--- BEGIN Provided text ---

[v5,bpf-next,0/3] Introduce CAP_BPF

Message ID	20200508215340.41921-1-alexei.starovoitov@gmail.com (mailing list archive)
Headers	show Return-Path: <SRS0=gDDV=6W=vger.kernel.org=linux-security-module-owner@kernel.org> From: Alexei Starovoitov <alexei.starovoitov@gmail.com> To: davem@davemloft.net Cc: daniel@iogearbox.net, netdev@vger.kernel.org, bpf@vger.kernel.org, kernel-team@fb.com, linux-security-module@vger.kernel.org, acme@redhat.com, jamorris@linux.microsoft.com, jannh@google.com, kpsingh@google.com Subject: [PATCH v5 bpf-next 0/3] Introduce CAP_BPF Date: Fri, 8 May 2020 14:53:37 -0700 Message-Id: <20200508215340.41921-1-alexei.starovoitov@gmail.com> Sender: owner-linux-security-module@vger.kernel.org Precedence: bulk
Series	Introduce CAP_BPF \| expand [v5,bpf-next,0/3] Introduce CAP_BPF [v5,bpf-next,1/3] bpf, capability: Introduce CAP_BPF [v5,bpf-next,2/3] bpf: implement CAP_BPF [v5,bpf-next,3/3] selftests/bpf: use CAP_BPF and CAP_PERFMON in tests

Message ID

20200508215340.41921-1-alexei.starovoitov@gmail.com (mailing list archive)

--- END Provided text ---
--- BEGIN Extracted data ---

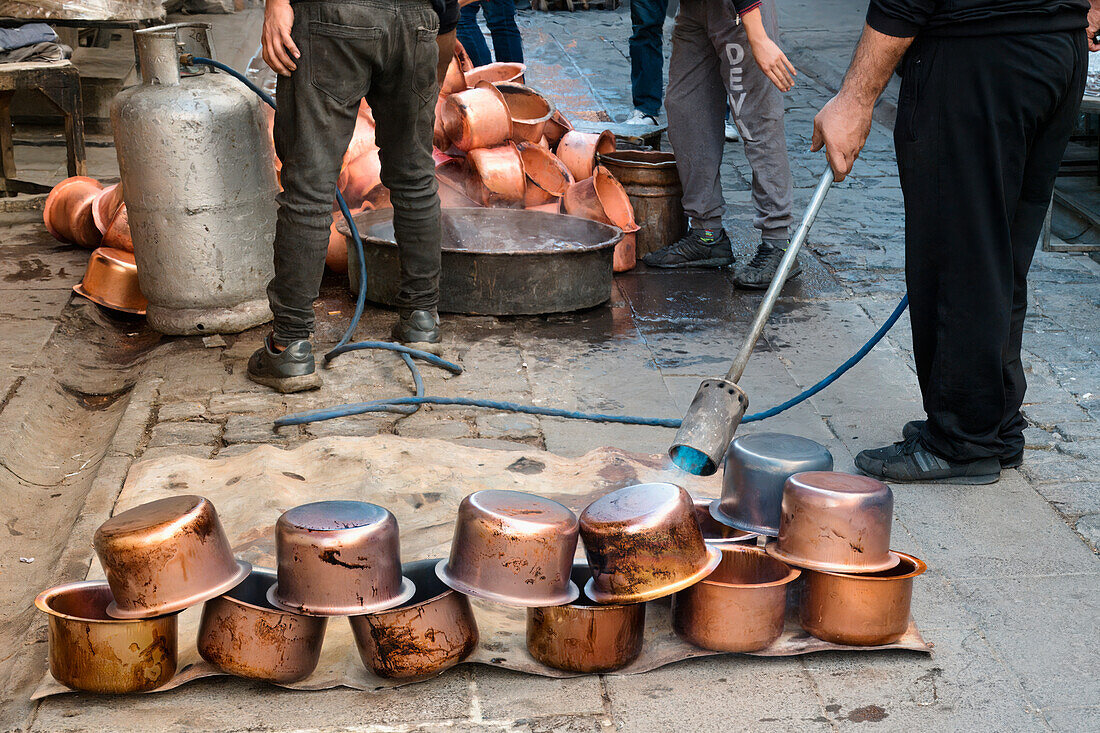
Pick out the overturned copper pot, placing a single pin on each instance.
(243, 634)
(835, 522)
(737, 608)
(513, 548)
(579, 150)
(90, 651)
(529, 110)
(338, 558)
(495, 73)
(165, 556)
(496, 176)
(68, 212)
(644, 543)
(433, 631)
(583, 636)
(476, 118)
(111, 281)
(864, 610)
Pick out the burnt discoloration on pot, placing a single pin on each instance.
(243, 634)
(90, 651)
(513, 548)
(338, 558)
(583, 636)
(737, 608)
(164, 556)
(642, 543)
(432, 632)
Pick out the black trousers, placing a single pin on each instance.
(982, 123)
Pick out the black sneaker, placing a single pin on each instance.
(289, 370)
(909, 461)
(758, 273)
(419, 330)
(914, 427)
(700, 248)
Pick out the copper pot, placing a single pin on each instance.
(90, 651)
(476, 118)
(513, 548)
(243, 634)
(737, 608)
(835, 522)
(165, 556)
(583, 636)
(644, 543)
(495, 73)
(579, 150)
(865, 610)
(529, 110)
(338, 558)
(547, 177)
(496, 176)
(715, 533)
(68, 212)
(433, 631)
(111, 281)
(756, 470)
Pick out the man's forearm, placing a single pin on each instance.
(876, 58)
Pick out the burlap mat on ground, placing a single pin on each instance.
(421, 482)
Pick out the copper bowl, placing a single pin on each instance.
(496, 176)
(547, 177)
(476, 118)
(495, 73)
(529, 110)
(737, 608)
(579, 150)
(165, 556)
(644, 543)
(111, 281)
(90, 651)
(583, 636)
(513, 548)
(835, 522)
(757, 469)
(715, 533)
(865, 610)
(432, 632)
(243, 634)
(338, 558)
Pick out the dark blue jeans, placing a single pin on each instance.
(647, 58)
(501, 19)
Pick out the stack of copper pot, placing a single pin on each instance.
(80, 210)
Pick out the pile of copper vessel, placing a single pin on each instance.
(728, 584)
(83, 211)
(497, 143)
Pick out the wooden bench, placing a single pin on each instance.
(61, 84)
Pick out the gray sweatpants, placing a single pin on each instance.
(712, 64)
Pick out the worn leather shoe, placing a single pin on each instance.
(289, 370)
(914, 427)
(909, 461)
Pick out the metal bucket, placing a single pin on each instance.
(497, 262)
(652, 183)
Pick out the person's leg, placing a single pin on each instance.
(695, 105)
(647, 54)
(403, 97)
(470, 35)
(501, 20)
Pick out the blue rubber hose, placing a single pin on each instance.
(409, 405)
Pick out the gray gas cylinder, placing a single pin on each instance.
(199, 186)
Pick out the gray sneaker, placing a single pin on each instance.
(419, 330)
(289, 370)
(758, 273)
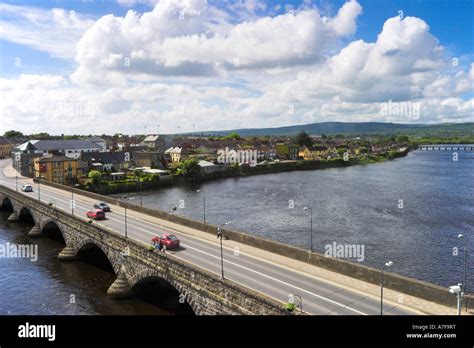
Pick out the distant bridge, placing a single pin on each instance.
(446, 148)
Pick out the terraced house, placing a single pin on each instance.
(58, 169)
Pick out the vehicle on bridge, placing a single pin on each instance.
(27, 188)
(170, 241)
(97, 214)
(102, 206)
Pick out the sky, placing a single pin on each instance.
(170, 66)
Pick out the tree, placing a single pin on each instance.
(303, 139)
(232, 136)
(341, 151)
(96, 177)
(402, 139)
(13, 134)
(190, 169)
(41, 136)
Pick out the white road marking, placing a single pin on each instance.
(217, 257)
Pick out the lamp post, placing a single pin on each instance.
(140, 191)
(311, 236)
(461, 236)
(125, 198)
(301, 301)
(73, 203)
(387, 264)
(457, 290)
(39, 188)
(219, 235)
(204, 203)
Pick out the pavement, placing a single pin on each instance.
(323, 292)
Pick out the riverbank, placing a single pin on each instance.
(299, 165)
(246, 170)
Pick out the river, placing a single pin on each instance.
(409, 211)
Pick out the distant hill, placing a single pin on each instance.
(353, 128)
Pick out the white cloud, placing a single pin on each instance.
(292, 69)
(55, 31)
(193, 38)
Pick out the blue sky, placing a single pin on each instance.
(450, 21)
(339, 63)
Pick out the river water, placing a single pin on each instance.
(409, 211)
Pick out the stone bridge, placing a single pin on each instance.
(132, 261)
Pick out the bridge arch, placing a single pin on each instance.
(150, 275)
(7, 204)
(92, 245)
(49, 227)
(26, 214)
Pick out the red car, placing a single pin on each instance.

--- END Extracted data ---

▸ Directive:
Write out the full CAP_BPF patch page word for word. The data has no connection to the CAP_BPF patch page.

▸ Response to the task:
[v5,bpf-next,0/3] Introduce CAP_BPF

Message ID	20200508215340.41921-1-alexei.starovoitov@gmail.com (mailing list archive)
Headers	show Return-Path: <SRS0=gDDV=6W=vger.kernel.org=linux-security-module-owner@kernel.org> From: Alexei Starovoitov <alexei.starovoitov@gmail.com> To: davem@davemloft.net Cc: daniel@iogearbox.net, netdev@vger.kernel.org, bpf@vger.kernel.org, kernel-team@fb.com, linux-security-module@vger.kernel.org, acme@redhat.com, jamorris@linux.microsoft.com, jannh@google.com, kpsingh@google.com Subject: [PATCH v5 bpf-next 0/3] Introduce CAP_BPF Date: Fri, 8 May 2020 14:53:37 -0700 Message-Id: <20200508215340.41921-1-alexei.starovoitov@gmail.com> Sender: owner-linux-security-module@vger.kernel.org Precedence: bulk
Series	Introduce CAP_BPF \| expand [v5,bpf-next,0/3] Introduce CAP_BPF [v5,bpf-next,1/3] bpf, capability: Introduce CAP_BPF [v5,bpf-next,2/3] bpf: implement CAP_BPF [v5,bpf-next,3/3] selftests/bpf: use CAP_BPF and CAP_PERFMON in tests

Message ID

20200508215340.41921-1-alexei.starovoitov@gmail.com (mailing list archive)